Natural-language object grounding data
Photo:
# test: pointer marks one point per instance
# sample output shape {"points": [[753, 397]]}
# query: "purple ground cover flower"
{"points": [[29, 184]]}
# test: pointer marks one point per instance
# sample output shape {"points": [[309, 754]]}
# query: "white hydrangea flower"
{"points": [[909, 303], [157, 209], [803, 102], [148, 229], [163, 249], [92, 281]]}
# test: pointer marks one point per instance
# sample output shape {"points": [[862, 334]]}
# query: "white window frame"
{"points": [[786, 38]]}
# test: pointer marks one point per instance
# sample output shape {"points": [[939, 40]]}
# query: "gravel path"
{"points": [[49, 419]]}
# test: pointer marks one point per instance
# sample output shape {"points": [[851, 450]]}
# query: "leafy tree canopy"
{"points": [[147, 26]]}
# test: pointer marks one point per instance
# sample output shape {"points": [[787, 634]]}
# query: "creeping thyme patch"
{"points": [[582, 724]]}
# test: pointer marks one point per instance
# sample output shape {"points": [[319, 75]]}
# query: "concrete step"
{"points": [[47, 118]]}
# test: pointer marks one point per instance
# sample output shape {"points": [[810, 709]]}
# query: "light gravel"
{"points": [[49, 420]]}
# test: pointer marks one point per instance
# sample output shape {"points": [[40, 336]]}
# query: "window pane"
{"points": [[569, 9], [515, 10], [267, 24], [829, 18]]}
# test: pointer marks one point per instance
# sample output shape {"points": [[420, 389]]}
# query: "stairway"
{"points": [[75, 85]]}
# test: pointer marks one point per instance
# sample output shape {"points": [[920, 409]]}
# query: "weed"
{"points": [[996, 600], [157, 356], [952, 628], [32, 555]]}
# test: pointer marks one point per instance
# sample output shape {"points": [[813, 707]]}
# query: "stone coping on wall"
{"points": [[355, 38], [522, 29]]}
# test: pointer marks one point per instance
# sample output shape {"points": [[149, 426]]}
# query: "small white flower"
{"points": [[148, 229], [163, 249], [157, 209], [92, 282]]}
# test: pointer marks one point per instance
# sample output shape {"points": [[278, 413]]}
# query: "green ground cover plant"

How to complete this task> Copy every entry exactly, leaving nothing out.

Output of the exercise>
Photo:
# test: pointer marks one point per instance
# sample output shape {"points": [[753, 397]]}
# query: "purple ground cover flower"
{"points": [[29, 184]]}
# test: pointer marks one point per instance
# sample output shape {"points": [[309, 754]]}
# query: "white hydrangea flower"
{"points": [[909, 303], [157, 209], [803, 102], [148, 229], [163, 249], [92, 281]]}
# test: pointer marks one point per instance
# sample output shape {"points": [[862, 334]]}
# query: "white window frame"
{"points": [[786, 38]]}
# test: pointer marks one point per instance
# sample output shape {"points": [[939, 40]]}
# query: "gravel path"
{"points": [[49, 419]]}
# test: pointer marks one point per instance
# sample output shape {"points": [[851, 450]]}
# query: "leafy tree canopy"
{"points": [[147, 26]]}
# test: pointer marks one point per instance
# sample output shape {"points": [[787, 634]]}
# query: "creeping thyme patch"
{"points": [[582, 724]]}
# test: pointer marks one point per instance
# sample output shape {"points": [[319, 75]]}
# query: "concrete step"
{"points": [[47, 118]]}
# test: pointer marks one point per instance
# sample output shape {"points": [[810, 709]]}
# query: "light gravel"
{"points": [[49, 420]]}
# test: pointer marks one point per instance
# sample output shape {"points": [[40, 336]]}
# query: "window pane"
{"points": [[569, 9], [515, 10], [267, 24], [829, 18]]}
# test: pointer marks one point per instance
# sample output shape {"points": [[420, 389]]}
# query: "stairway"
{"points": [[75, 85]]}
# test: pointer marks one point per instance
# sample output shape {"points": [[920, 409]]}
# query: "weed"
{"points": [[996, 600], [157, 356], [952, 628], [32, 555]]}
# test: pointer marks one point per instance
# sample output shape {"points": [[813, 707]]}
# query: "stone coping on wall"
{"points": [[355, 38], [522, 29]]}
# test: pointer marks one point per instance
# sample output shape {"points": [[149, 426]]}
# query: "small white flower"
{"points": [[148, 229], [163, 249], [157, 209], [92, 282]]}
# test: pointer marks one point per instance
# sample output shape {"points": [[278, 413]]}
# query: "green ground cover plant"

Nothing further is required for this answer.